§ Requirements:
Turn all of the records into a Markdown table with two columns, Row and Line, giving each line its own numbered row and skipping blank lines. Leave the pictures out of the table.

— Begin Material to process —

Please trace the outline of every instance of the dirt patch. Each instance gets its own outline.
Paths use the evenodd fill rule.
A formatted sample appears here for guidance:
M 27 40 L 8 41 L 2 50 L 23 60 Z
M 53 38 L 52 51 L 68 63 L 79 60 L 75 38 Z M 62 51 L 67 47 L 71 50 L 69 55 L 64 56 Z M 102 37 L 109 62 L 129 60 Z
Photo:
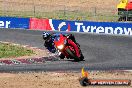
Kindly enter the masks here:
M 1 88 L 84 88 L 79 84 L 81 73 L 0 73 Z M 130 79 L 132 72 L 90 72 L 94 79 Z M 132 88 L 131 86 L 87 86 L 85 88 Z

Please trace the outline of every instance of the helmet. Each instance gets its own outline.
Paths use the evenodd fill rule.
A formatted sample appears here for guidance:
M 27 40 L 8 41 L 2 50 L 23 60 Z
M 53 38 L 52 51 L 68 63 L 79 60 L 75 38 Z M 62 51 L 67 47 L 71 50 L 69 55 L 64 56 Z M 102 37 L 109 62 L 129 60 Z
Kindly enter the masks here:
M 43 32 L 43 39 L 46 40 L 50 34 L 48 32 Z

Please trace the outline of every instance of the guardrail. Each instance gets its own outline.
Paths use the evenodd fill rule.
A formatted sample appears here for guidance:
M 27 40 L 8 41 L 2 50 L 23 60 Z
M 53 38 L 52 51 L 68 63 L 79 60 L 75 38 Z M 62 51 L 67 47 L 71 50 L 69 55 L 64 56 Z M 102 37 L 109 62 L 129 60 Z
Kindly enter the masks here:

— End Material to process —

§ Exercise response:
| Row | Line |
|---|---|
| 1 | Please trace the outline of every instance of the dirt patch. Each instance gets its own outline. |
| 2 | Paths use the evenodd fill rule. |
| 3 | A formatted sample appears here for guidance: |
| 4 | M 27 40 L 8 41 L 2 50 L 23 60 Z |
| 5 | M 53 38 L 52 51 L 68 63 L 79 60 L 75 38 Z M 62 51 L 67 47 L 71 50 L 69 55 L 64 56 Z M 102 37 L 109 62 L 129 60 Z |
| 6 | Photo: |
| 7 | Kindly enter the masks here: |
| 8 | M 1 88 L 84 88 L 79 84 L 81 73 L 0 73 Z M 130 79 L 132 72 L 90 72 L 94 79 Z M 132 88 L 131 86 L 87 86 L 85 88 Z |
| 9 | Please trace the outline of every instance of the helmet. Each instance gets its own outline. |
| 10 | Paths use the evenodd fill rule. |
| 11 | A formatted sample appears here for guidance: |
| 12 | M 27 40 L 8 41 L 2 50 L 23 60 Z |
| 13 | M 53 38 L 52 51 L 68 63 L 79 60 L 75 38 Z M 62 51 L 67 47 L 71 50 L 69 55 L 64 56 Z M 102 37 L 109 62 L 129 60 Z |
| 14 | Kindly enter the masks here: |
| 15 | M 43 32 L 43 39 L 46 40 L 50 34 L 48 32 Z |
| 16 | Please trace the outline of every instance of the guardrail. Each instance gets its own outline. |
| 17 | Paths use the evenodd fill rule. |
| 18 | A formatted sample appears here for guidance: |
| 19 | M 27 40 L 8 41 L 2 50 L 23 60 Z |
| 20 | M 53 38 L 52 51 L 68 63 L 79 60 L 75 38 Z M 62 51 L 67 47 L 71 50 L 69 55 L 64 56 Z M 102 37 L 109 62 L 129 60 Z |
| 21 | Kindly enter the masks here: |